● **What you need to do**:
Please write out the items below again, swapping "outer boundary" for "exterior ring" each time it appears and leaving everything else unchanged.

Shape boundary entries
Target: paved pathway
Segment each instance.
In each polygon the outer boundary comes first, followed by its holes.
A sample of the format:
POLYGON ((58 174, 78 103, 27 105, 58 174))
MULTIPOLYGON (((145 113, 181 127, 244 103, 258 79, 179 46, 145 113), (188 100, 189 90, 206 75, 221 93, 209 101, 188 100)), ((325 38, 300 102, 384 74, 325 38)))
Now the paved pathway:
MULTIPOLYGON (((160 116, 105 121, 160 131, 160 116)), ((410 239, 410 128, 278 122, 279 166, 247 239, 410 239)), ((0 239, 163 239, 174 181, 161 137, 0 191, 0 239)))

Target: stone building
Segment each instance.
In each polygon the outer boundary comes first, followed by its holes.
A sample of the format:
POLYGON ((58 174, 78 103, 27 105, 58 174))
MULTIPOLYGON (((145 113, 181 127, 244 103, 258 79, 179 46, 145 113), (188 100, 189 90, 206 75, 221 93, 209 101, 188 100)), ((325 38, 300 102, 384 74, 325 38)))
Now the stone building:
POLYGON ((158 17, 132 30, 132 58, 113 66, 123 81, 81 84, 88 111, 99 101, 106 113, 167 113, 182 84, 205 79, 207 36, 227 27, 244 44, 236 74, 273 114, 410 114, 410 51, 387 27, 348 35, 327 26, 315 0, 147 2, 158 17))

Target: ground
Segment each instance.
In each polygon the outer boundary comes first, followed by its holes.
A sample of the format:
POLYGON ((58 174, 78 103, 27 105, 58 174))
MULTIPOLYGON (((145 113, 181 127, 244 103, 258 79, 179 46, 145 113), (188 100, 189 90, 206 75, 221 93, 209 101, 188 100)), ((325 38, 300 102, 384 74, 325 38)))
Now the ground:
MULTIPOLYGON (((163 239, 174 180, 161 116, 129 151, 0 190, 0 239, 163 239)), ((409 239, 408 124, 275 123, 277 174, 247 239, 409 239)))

● **Reply to the task**:
Target: paved pathway
Segment each instance.
In each polygon the exterior ring comes first, followed by its holes.
A sample of the format:
POLYGON ((58 174, 78 103, 27 105, 58 174))
MULTIPOLYGON (((145 113, 181 127, 244 103, 258 79, 179 46, 145 113), (188 100, 189 90, 206 75, 221 93, 209 101, 188 100)), ((325 38, 300 102, 384 74, 325 38)))
Now the paved pathway:
MULTIPOLYGON (((160 116, 105 121, 160 131, 160 116)), ((410 239, 410 128, 278 122, 279 166, 247 239, 410 239)), ((0 239, 163 239, 174 181, 161 137, 0 191, 0 239)))

Target: stone building
Segment each instance.
In each polygon the exterior ring comes first, followed by its holes.
A sample of the format:
POLYGON ((58 174, 78 103, 27 105, 58 174))
MULTIPOLYGON (((145 113, 181 127, 244 103, 258 79, 179 46, 145 113), (188 100, 189 90, 206 75, 221 93, 209 101, 188 100)), ((325 38, 300 102, 384 74, 325 38)))
Now the stone building:
POLYGON ((158 17, 132 30, 132 58, 113 66, 123 81, 81 84, 88 111, 99 101, 106 113, 167 113, 182 84, 205 79, 207 36, 227 27, 244 44, 236 74, 273 114, 410 114, 410 51, 387 27, 348 35, 327 26, 315 0, 147 2, 158 17))

Target: ground
Segment each instance.
In each polygon the exterior ring comes first, followed by its holes.
A sample of the format:
POLYGON ((58 174, 78 103, 27 105, 58 174))
MULTIPOLYGON (((145 113, 181 127, 244 103, 258 79, 179 46, 145 113), (188 100, 189 90, 206 75, 221 93, 209 101, 188 100)), ((325 38, 300 102, 384 74, 325 38)))
Now the ground:
MULTIPOLYGON (((163 239, 174 180, 161 116, 129 151, 0 190, 0 239, 163 239)), ((409 239, 408 124, 275 123, 277 174, 247 239, 409 239)))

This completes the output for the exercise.